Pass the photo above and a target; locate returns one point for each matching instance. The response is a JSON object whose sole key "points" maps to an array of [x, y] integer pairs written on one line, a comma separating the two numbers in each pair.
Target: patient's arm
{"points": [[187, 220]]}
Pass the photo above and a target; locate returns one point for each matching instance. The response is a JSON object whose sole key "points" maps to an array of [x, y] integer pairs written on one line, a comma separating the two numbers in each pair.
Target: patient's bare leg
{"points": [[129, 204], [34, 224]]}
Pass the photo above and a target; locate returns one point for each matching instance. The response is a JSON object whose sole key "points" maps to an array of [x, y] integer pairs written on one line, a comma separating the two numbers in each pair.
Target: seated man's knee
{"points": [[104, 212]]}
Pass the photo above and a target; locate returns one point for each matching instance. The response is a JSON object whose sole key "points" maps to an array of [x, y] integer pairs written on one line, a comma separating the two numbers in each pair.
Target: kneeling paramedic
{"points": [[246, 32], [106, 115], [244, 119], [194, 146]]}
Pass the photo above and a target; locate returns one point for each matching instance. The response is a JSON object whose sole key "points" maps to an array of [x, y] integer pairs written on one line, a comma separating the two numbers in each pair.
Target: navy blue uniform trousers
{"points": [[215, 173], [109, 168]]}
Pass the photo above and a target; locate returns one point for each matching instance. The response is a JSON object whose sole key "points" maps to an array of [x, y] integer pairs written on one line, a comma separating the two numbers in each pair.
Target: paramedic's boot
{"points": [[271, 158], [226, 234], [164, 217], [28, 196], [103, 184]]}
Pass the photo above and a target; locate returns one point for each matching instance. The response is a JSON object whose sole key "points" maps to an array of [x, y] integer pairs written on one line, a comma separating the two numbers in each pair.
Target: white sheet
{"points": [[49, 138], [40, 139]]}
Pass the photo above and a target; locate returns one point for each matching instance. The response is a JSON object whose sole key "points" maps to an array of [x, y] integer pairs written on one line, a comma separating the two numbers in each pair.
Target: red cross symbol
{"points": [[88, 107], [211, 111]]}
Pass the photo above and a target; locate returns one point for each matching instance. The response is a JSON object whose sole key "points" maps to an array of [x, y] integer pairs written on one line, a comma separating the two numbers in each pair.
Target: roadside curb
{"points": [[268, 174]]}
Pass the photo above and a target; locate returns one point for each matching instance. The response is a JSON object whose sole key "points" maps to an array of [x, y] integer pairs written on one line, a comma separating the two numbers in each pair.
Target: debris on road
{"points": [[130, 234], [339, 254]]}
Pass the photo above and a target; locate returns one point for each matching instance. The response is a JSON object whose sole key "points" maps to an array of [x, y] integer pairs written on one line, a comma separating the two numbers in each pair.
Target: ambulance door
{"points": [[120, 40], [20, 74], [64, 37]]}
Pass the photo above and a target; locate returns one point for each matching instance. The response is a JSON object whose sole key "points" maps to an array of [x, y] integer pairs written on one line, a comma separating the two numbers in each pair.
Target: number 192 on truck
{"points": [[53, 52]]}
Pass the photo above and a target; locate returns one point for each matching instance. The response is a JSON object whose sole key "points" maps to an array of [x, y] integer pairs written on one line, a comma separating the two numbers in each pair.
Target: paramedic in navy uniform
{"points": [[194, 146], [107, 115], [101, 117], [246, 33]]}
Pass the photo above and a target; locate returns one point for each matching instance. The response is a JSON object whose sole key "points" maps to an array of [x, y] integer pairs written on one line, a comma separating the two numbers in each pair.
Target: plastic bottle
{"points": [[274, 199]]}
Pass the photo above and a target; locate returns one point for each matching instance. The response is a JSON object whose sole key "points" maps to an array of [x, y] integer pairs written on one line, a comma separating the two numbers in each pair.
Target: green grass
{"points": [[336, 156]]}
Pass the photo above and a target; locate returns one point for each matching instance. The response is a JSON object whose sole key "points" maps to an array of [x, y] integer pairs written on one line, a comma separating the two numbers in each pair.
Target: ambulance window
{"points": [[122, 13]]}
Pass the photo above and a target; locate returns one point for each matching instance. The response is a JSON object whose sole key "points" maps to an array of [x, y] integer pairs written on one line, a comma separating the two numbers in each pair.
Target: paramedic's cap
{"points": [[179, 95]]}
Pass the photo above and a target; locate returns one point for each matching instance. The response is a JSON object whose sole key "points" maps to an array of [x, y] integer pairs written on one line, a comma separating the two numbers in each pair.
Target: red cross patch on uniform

과제 목표: 위 데이터에서 "paramedic"라는 문자열이 들어 있는 줄을 빠짐없이 모두 반환하라.

과제 풀이:
Target: kneeling paramedic
Target: paramedic's boot
Target: paramedic in navy uniform
Target: paramedic's cap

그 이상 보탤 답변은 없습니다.